Aufgabenbeschreibung.
Beginne bei der Zeile, die "Bounding boxes for distant ridge." enthält, und höre nach der Zeile auf, die "[202, 167, 232, 202]" enthält. Schreibe nur diese Zeilen vollständig neu, die Textzeilen samt Formatbeispiel unverändert, und verschiebe dabei jede Koordinate der Begrenzungsrahmen in den Antworten um 56 nach oben.
━━━ Datensätze
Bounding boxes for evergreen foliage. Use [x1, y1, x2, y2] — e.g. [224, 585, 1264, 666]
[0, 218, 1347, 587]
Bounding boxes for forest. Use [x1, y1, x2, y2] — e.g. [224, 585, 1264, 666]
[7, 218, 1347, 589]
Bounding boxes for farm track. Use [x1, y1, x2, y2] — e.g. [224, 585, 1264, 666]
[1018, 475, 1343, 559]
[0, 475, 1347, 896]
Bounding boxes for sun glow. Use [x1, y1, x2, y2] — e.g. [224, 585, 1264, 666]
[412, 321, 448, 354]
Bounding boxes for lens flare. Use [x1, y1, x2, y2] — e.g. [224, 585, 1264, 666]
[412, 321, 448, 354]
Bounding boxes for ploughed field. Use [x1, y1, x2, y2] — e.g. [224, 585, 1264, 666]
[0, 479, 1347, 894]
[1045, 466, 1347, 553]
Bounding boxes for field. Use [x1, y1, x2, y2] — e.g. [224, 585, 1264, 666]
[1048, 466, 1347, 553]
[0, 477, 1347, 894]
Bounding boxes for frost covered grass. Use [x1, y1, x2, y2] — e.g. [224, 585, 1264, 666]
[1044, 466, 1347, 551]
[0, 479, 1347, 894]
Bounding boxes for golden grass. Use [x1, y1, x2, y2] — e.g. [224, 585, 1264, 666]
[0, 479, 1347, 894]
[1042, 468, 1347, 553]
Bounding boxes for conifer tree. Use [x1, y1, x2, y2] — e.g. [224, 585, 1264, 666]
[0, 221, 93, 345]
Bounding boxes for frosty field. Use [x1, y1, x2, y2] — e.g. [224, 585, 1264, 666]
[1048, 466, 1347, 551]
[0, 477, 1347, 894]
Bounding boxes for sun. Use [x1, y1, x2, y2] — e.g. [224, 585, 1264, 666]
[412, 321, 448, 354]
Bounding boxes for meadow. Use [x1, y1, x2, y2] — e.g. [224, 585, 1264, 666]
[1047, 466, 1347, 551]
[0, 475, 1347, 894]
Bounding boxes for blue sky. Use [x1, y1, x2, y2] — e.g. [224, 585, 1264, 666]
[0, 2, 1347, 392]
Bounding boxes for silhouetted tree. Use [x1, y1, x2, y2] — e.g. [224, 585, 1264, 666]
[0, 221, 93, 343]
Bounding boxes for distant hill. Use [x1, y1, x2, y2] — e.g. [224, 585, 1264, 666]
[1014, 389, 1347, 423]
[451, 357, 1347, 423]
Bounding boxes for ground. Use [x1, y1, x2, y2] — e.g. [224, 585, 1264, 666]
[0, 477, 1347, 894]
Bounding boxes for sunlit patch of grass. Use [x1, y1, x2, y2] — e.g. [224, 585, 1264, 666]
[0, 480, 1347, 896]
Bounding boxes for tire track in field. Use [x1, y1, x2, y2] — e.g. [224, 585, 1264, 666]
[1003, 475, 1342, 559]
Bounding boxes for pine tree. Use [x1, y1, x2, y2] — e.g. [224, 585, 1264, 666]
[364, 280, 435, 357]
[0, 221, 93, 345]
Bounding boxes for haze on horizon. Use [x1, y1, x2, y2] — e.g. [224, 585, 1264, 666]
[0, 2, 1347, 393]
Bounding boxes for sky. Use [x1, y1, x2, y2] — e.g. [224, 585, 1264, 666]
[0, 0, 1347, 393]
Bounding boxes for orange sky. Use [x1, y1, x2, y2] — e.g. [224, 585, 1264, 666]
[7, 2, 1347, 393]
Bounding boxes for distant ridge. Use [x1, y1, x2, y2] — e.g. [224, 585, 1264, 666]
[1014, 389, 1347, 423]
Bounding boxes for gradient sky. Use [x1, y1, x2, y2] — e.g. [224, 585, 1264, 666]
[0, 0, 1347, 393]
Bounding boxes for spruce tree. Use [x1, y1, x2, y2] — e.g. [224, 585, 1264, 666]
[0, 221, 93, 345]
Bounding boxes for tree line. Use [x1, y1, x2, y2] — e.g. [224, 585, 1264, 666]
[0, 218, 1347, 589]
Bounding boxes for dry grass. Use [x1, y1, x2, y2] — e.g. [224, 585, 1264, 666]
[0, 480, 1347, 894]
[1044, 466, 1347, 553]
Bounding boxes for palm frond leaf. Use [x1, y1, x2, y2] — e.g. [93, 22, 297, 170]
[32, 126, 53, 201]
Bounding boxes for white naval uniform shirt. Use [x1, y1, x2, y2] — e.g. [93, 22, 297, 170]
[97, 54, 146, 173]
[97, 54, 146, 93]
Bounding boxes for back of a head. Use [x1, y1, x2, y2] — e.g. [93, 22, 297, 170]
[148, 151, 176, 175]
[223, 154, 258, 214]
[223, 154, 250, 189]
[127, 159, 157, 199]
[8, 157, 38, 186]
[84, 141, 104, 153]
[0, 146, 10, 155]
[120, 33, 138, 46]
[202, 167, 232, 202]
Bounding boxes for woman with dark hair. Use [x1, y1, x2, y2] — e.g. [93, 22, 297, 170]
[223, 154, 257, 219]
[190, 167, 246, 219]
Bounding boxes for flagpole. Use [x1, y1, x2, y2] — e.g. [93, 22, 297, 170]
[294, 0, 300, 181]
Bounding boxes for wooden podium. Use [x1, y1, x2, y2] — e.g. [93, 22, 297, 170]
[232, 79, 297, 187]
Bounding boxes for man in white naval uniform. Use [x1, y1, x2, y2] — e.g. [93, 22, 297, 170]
━━━━━━
Lösung.
Bounding boxes for distant ridge. Use [x1, y1, x2, y2] — e.g. [224, 585, 1264, 666]
[1070, 445, 1403, 479]
Bounding boxes for gradient sky. Use [x1, y1, x2, y2] — e.g. [224, 585, 1264, 666]
[56, 56, 1403, 449]
Bounding boxes for spruce tree. Use [x1, y1, x2, y2] — e.g. [224, 585, 1264, 666]
[56, 277, 149, 401]
Bounding boxes for tree line. Use [x1, y1, x2, y2] — e.g. [224, 585, 1264, 666]
[56, 274, 1403, 645]
Bounding boxes for dry grass. Use [x1, y1, x2, y2] — e.g. [224, 585, 1264, 666]
[56, 536, 1403, 950]
[1100, 522, 1403, 609]
Bounding boxes for palm frond leaf. Use [x1, y1, x2, y2] — e.g. [93, 22, 297, 170]
[88, 182, 109, 257]
Bounding boxes for white naval uniform shirt. Use [x1, y1, x2, y2] — e.g. [93, 22, 297, 170]
[153, 110, 202, 229]
[153, 110, 202, 149]
Bounding boxes for back of a head. Use [x1, y1, x2, y2] — e.g. [93, 22, 297, 170]
[204, 207, 232, 231]
[279, 210, 314, 270]
[279, 210, 306, 245]
[183, 215, 213, 255]
[64, 213, 94, 242]
[140, 197, 160, 209]
[56, 202, 66, 211]
[176, 89, 194, 102]
[258, 223, 288, 258]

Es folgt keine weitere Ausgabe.